### PROVIDED TEXT
==========
- Rathafandhoo Location in Maldives
- Coordinates: 00°15′13″N 73°06′18″E﻿ / ﻿0.25361°N 73.10500°E
- Country: Maldives
- Administrative atoll: Gaafu Dhaalu Atoll
- Distance to Malé: 435.96 km (270.89 mi)

Area
- • Total: 0.3716 km^{2} (0.1435 sq mi)

Dimensions
- • Length: 1.275 km (0.792 mi)
- • Width: 0.250 km (0.155 mi)

Population (2022)
- • Total: 431 (including foreigners)
- • Density: 1,160/km^{2} (3,000/sq mi)
- Time zone: UTC+05:00 (MST)

= Rathafandhoo =

Rathafandhoo (Dhivehi: ރަތަފަންދޫ) is an inhabited island of the Gaafu Dhaalu Atoll, Maldives.

==Geography==
The island is 435.96 km south of the country's capital, Malé. The island is located on the southwest side of South Huvadhu Atoll.

===Climate===
The climate is warm and the weather is tropical year round. The temperature averages 25° to 32 °C. Monsoon runs from May to November. The islands are closely situated to the Indian coast, are strongly affected by mainland Asian weather patterns, though do not experience serious monsoons.

==Governance==
===Police===
In late 2008, the Maldives Police Service opened a station on the island, with three police personnel.

== Education ==
Primary and secondary education on the island is provided by Rathafandhoo School, with 155 students and 21 teachers. Pre-schools are available.

== Healthcare ==
The Health Centre provides basic health care to the islanders for minor injuries, cuts, common colds and flu. If a serious health issue arises, islanders must go to the regional hospital located in the atoll capital Thinadhoo. The journey takes about 45 minutes via speed boat.
==========
(Collected data)
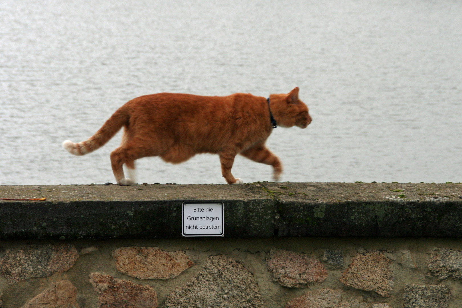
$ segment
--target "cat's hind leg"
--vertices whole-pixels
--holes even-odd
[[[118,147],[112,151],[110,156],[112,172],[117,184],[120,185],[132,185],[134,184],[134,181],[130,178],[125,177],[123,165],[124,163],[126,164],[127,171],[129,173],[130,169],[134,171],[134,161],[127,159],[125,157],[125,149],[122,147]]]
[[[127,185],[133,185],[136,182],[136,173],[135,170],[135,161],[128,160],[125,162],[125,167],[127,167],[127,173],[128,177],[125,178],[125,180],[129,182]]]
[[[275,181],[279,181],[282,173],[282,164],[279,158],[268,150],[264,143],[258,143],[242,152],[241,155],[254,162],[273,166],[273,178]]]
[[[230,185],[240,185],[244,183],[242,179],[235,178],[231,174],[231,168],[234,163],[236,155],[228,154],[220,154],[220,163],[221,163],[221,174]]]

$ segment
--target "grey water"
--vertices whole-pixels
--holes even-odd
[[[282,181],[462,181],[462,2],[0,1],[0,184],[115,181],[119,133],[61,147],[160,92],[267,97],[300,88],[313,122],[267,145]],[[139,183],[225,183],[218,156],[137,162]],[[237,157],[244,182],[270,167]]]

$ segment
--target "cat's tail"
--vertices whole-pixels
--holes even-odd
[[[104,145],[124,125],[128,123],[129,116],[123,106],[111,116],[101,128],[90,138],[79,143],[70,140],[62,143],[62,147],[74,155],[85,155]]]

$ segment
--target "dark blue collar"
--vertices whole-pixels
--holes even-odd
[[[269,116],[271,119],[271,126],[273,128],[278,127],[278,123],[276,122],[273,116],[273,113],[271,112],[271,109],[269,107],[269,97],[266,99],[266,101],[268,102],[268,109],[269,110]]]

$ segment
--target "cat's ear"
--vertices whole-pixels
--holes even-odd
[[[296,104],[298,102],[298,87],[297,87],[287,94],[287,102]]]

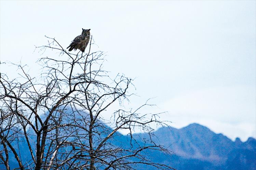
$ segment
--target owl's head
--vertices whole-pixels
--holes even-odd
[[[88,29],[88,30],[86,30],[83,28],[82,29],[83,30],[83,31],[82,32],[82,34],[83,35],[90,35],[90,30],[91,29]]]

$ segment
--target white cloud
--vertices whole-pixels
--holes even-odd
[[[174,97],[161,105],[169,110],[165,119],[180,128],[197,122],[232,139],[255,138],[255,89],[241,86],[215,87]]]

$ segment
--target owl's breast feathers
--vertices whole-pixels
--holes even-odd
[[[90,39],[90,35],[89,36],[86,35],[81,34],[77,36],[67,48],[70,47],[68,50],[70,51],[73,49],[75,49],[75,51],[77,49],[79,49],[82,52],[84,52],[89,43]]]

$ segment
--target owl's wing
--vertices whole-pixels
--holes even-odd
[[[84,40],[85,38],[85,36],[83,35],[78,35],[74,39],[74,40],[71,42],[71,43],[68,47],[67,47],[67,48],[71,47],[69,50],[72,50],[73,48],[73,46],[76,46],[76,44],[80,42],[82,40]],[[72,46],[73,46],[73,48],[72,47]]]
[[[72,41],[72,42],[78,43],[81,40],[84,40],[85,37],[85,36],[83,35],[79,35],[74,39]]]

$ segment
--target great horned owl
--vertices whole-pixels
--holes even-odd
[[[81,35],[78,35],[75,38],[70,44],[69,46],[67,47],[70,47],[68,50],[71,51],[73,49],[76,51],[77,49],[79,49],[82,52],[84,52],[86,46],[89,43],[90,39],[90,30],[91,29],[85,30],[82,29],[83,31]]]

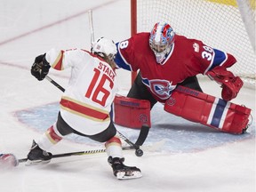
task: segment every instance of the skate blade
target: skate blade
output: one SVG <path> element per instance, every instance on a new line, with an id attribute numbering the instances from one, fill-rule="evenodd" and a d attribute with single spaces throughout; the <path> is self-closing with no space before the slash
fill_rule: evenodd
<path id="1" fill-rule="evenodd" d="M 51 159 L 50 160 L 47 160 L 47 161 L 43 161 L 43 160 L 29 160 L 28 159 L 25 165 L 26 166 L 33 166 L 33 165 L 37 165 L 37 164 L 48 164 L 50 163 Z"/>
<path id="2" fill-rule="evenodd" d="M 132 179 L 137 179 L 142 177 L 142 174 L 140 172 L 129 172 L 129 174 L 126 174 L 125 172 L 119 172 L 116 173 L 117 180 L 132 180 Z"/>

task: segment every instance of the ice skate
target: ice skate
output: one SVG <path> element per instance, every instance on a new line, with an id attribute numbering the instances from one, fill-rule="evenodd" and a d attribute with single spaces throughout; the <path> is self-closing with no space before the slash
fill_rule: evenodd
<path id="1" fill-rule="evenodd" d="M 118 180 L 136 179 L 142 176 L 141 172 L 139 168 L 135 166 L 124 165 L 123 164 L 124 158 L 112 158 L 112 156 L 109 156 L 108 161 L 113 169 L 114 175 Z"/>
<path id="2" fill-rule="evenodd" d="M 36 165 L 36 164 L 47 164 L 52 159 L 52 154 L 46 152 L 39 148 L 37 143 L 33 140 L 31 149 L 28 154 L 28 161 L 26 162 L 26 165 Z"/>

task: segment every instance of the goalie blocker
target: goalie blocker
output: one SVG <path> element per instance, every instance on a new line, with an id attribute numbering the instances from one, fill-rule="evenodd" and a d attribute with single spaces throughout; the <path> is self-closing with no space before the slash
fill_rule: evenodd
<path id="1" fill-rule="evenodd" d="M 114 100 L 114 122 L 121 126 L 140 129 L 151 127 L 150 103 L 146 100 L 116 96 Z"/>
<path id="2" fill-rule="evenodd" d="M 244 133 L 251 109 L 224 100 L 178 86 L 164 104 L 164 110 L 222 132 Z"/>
==========
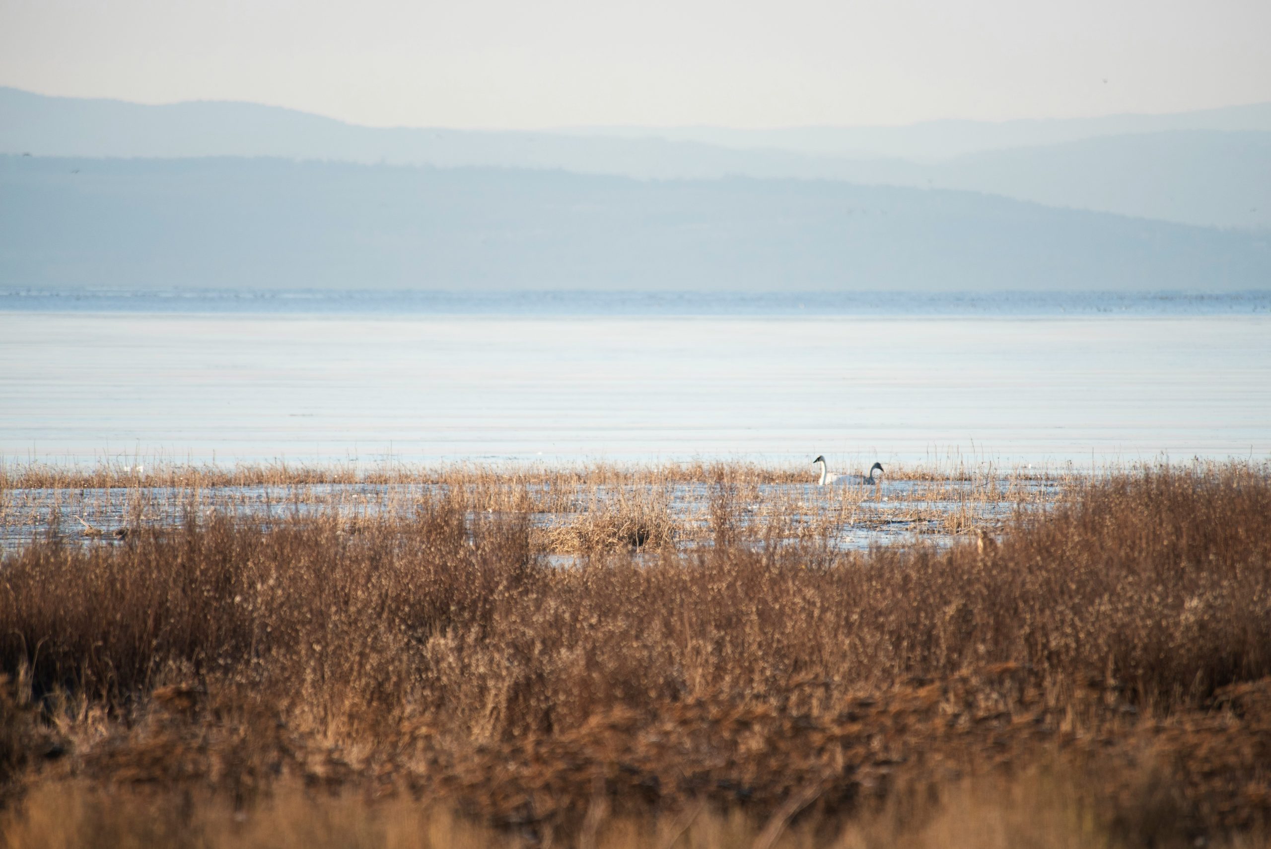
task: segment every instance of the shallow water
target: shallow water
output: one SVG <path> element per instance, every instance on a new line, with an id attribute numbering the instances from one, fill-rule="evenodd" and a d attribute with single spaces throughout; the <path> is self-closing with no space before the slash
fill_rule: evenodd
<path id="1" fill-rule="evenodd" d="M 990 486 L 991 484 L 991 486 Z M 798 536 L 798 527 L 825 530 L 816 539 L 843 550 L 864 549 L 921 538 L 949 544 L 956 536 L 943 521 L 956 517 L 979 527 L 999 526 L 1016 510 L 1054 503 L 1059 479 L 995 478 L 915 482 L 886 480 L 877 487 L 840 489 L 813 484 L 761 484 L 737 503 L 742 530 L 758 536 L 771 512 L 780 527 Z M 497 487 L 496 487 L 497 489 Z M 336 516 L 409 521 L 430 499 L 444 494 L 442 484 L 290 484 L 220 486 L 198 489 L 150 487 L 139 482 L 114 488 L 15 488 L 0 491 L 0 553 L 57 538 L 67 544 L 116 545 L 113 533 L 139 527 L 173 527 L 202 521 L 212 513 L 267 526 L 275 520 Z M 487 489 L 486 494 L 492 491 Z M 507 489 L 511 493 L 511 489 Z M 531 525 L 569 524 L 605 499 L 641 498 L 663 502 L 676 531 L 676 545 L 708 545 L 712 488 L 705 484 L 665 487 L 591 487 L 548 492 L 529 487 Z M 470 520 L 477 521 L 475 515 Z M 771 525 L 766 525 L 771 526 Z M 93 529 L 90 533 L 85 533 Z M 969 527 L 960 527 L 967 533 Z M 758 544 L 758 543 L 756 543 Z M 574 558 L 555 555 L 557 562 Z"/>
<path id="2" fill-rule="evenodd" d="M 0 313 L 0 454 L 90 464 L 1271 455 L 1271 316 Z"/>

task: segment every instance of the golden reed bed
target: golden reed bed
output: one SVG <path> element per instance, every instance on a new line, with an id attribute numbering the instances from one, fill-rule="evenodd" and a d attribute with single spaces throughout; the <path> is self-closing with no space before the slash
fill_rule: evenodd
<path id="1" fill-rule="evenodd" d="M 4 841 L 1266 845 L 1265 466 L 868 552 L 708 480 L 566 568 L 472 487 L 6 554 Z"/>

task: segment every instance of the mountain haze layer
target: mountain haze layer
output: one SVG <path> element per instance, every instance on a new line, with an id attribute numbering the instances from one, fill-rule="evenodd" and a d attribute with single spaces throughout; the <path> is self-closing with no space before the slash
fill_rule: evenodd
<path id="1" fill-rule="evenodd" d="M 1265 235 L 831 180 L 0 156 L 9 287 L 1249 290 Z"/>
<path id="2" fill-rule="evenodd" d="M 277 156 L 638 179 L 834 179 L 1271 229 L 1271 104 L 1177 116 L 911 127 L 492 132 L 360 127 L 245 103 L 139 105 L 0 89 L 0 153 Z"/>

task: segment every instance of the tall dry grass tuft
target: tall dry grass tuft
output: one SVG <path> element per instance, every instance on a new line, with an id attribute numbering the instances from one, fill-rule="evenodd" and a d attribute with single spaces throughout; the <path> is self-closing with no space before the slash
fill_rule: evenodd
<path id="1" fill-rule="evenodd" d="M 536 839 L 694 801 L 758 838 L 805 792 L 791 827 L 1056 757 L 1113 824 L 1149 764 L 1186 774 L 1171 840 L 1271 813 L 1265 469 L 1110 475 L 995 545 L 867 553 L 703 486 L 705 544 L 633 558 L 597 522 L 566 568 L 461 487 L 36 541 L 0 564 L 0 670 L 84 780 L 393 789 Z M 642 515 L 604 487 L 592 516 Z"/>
==========
### EXERCISE TASKS
1 - According to the text about Rathafandhoo, why do islanders with a serious health problem have to travel to Thinadhoo? Answer in one to three sentences.
2 - Carry on the text about Rathafandhoo from the point where it ends.
The records have nothing to do with the Rathafandhoo text.

### RESPONSES TO THE TASKS
1 - The island's Health Centre offers only basic care for things like minor injuries, cuts, colds and flu. For serious health issues, islanders must go to the regional hospital in the atoll capital, Thinadhoo, which is about 45 minutes away by speed boat.

2 -
== Economy ==
The most common sources of paid work for residents include mat weaving, agriculture, reef fishing and carpentry and fishing for sea cucumbers, tuna and reef fish.

The islanders are famous for handicrafts and making nets (kunaa), made from a local plant called Hau. Some islanders weave mats, as souvenirs for visitors.

=== Sea cucumber fishery ===

One of the main economic activities on the island is the sea cucumber fishery. The island is the collection center and major base for sea cucumber fisherman who fish in the southern part of the Maldives (Huvadhoo, Fuvahmulah and Addu city.) More than 10 registered companies carry out collecting, cooking, and drying the sea cucumbers for export to China.

===NGOs===

Several non-governmental organizations are registered on the island, including some inactive ones, such as RASFARI and READY (Rathafandhoo Eminent Association of Dynamic Youth).